TASK TO COMPLETE:
Which lines in the listing below contain the string "surface"? Filter the listing down to those lines, copying each one and treating uppercase and lowercase letters as different.

EXTRACTED ENTRIES:
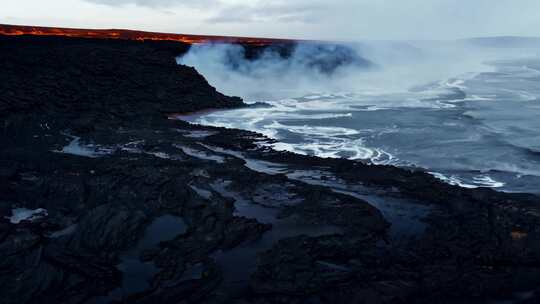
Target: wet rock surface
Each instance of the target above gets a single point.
(105, 199)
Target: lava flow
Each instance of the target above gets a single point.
(17, 30)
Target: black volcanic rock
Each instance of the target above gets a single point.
(133, 207)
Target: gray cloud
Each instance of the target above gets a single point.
(308, 19)
(275, 12)
(159, 3)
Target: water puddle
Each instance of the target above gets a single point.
(135, 273)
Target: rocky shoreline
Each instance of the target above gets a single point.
(105, 199)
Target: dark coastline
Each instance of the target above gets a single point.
(348, 232)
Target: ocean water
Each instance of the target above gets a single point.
(478, 128)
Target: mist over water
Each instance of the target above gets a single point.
(467, 113)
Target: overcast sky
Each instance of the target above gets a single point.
(310, 19)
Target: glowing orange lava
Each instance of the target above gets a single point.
(17, 30)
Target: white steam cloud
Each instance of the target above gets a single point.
(378, 67)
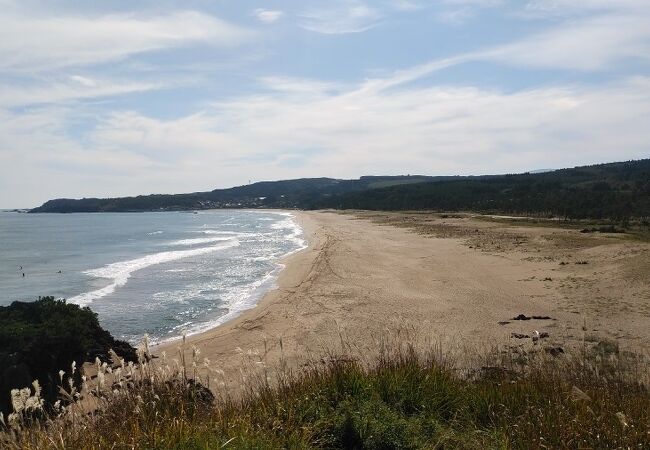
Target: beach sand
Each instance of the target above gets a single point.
(458, 279)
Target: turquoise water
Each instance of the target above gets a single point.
(163, 273)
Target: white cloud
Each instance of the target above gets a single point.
(268, 15)
(590, 44)
(564, 8)
(75, 88)
(29, 42)
(341, 18)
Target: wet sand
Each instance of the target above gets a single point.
(458, 279)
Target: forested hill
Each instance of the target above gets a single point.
(615, 191)
(300, 193)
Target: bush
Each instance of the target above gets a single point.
(38, 339)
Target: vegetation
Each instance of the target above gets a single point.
(402, 399)
(40, 338)
(616, 191)
(268, 194)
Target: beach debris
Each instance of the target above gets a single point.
(525, 317)
(554, 351)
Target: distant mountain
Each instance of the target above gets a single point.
(615, 191)
(300, 193)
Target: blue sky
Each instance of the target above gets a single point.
(135, 97)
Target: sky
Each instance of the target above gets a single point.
(116, 98)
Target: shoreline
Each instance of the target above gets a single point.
(287, 271)
(460, 285)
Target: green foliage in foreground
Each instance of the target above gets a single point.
(37, 339)
(402, 401)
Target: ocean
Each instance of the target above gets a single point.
(161, 273)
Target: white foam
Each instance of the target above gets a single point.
(120, 272)
(243, 298)
(224, 233)
(199, 241)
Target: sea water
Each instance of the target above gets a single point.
(161, 273)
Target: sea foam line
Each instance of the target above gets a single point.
(246, 297)
(120, 272)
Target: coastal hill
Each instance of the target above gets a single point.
(616, 191)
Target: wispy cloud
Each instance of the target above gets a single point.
(268, 15)
(29, 43)
(75, 87)
(341, 18)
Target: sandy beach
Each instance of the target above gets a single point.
(459, 279)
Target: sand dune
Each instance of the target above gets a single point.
(459, 279)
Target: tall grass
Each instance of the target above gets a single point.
(400, 398)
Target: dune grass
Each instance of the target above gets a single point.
(400, 399)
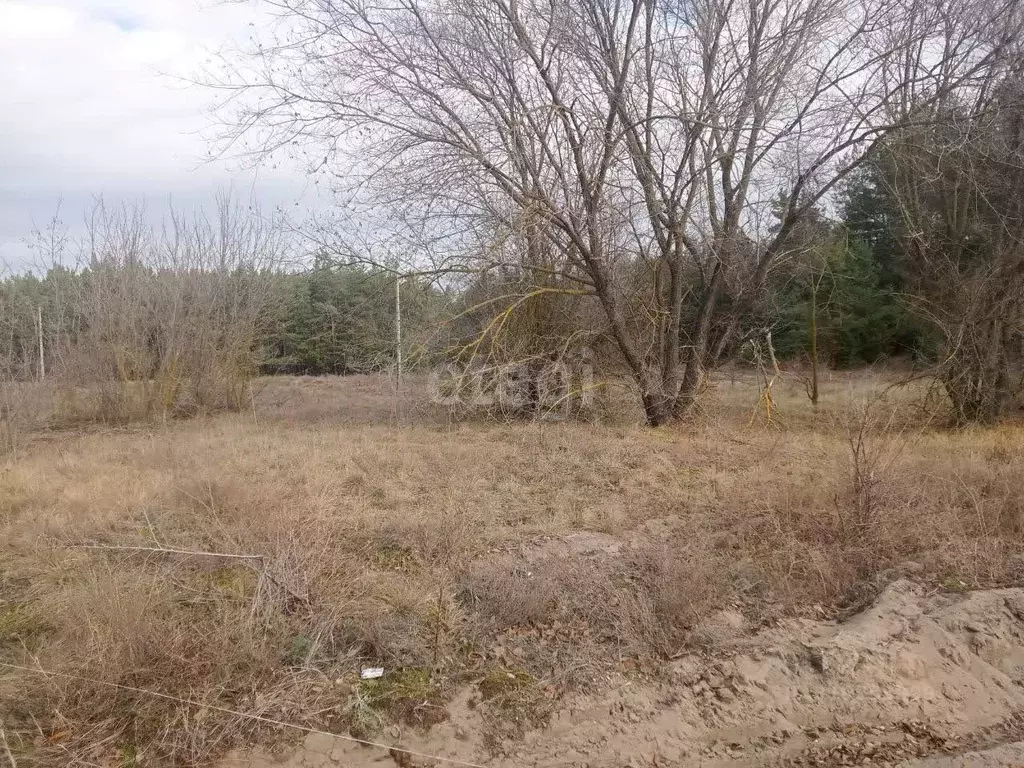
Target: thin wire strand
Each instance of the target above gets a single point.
(249, 716)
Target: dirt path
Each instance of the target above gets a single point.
(933, 681)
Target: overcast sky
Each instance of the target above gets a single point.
(87, 108)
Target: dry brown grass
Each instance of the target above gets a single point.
(450, 552)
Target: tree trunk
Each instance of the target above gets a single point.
(814, 345)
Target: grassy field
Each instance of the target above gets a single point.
(339, 529)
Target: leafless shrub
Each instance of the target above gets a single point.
(162, 323)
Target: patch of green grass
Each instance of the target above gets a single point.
(393, 558)
(409, 695)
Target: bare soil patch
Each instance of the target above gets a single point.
(250, 565)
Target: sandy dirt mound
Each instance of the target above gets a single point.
(923, 680)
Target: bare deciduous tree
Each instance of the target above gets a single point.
(641, 141)
(960, 186)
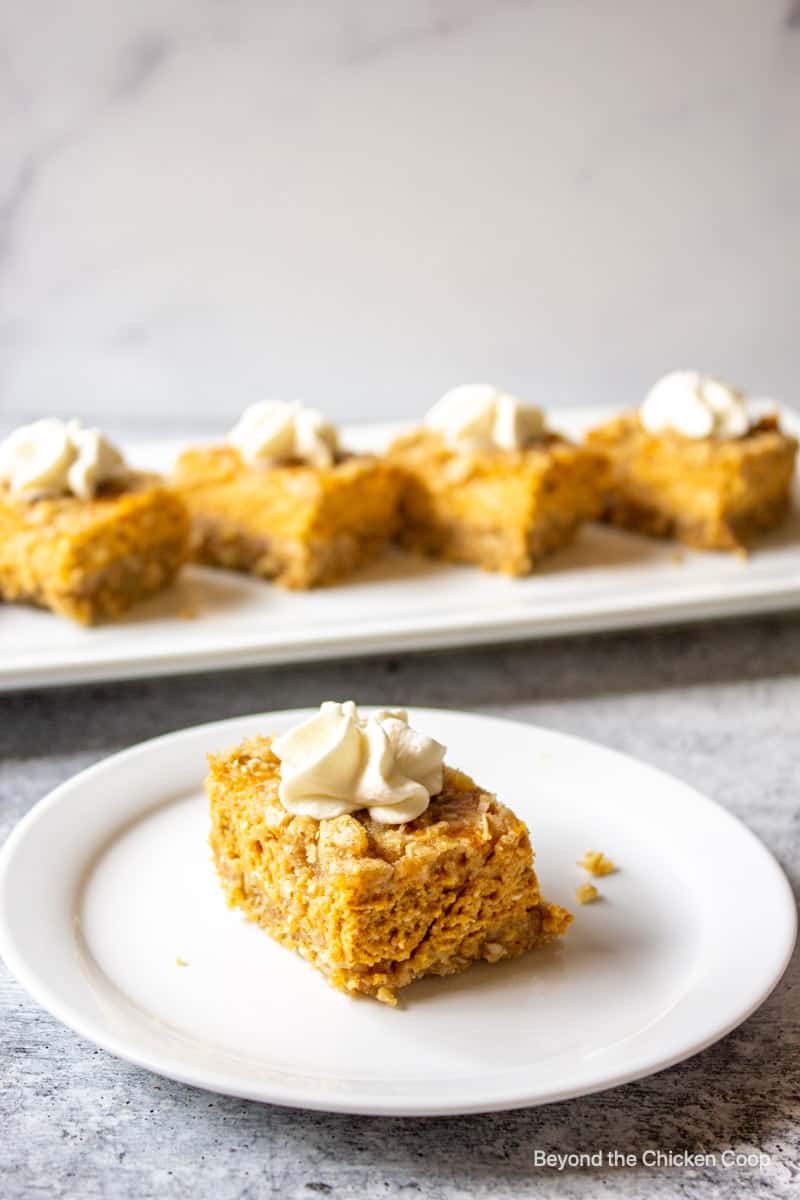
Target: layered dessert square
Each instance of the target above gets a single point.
(376, 905)
(713, 479)
(499, 493)
(299, 514)
(91, 546)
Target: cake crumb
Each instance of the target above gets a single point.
(595, 862)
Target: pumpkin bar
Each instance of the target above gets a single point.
(377, 906)
(503, 510)
(90, 559)
(713, 493)
(295, 523)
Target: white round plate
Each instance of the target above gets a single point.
(107, 888)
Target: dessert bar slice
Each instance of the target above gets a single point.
(91, 558)
(376, 906)
(503, 510)
(298, 523)
(709, 492)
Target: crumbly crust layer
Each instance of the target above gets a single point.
(710, 493)
(500, 510)
(91, 559)
(372, 906)
(300, 526)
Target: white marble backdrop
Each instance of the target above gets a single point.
(364, 202)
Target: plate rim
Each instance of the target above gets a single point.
(288, 1096)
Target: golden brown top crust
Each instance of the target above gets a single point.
(223, 465)
(71, 514)
(626, 431)
(462, 811)
(427, 450)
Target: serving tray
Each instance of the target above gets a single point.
(214, 619)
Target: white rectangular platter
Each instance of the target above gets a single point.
(214, 619)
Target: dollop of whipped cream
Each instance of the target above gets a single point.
(277, 431)
(695, 405)
(53, 457)
(341, 762)
(479, 417)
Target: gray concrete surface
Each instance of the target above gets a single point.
(717, 706)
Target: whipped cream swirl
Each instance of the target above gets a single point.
(340, 762)
(695, 405)
(53, 457)
(277, 431)
(479, 417)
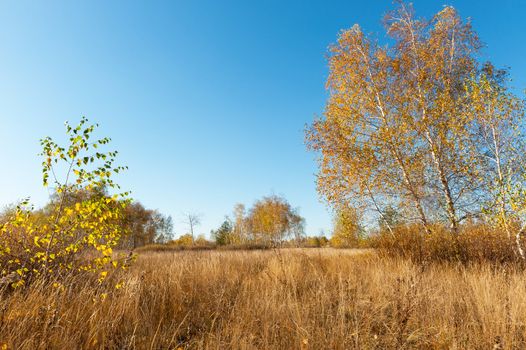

SOLUTION TO THE PROBLEM:
Target: wet rock surface
Target: gray concrete surface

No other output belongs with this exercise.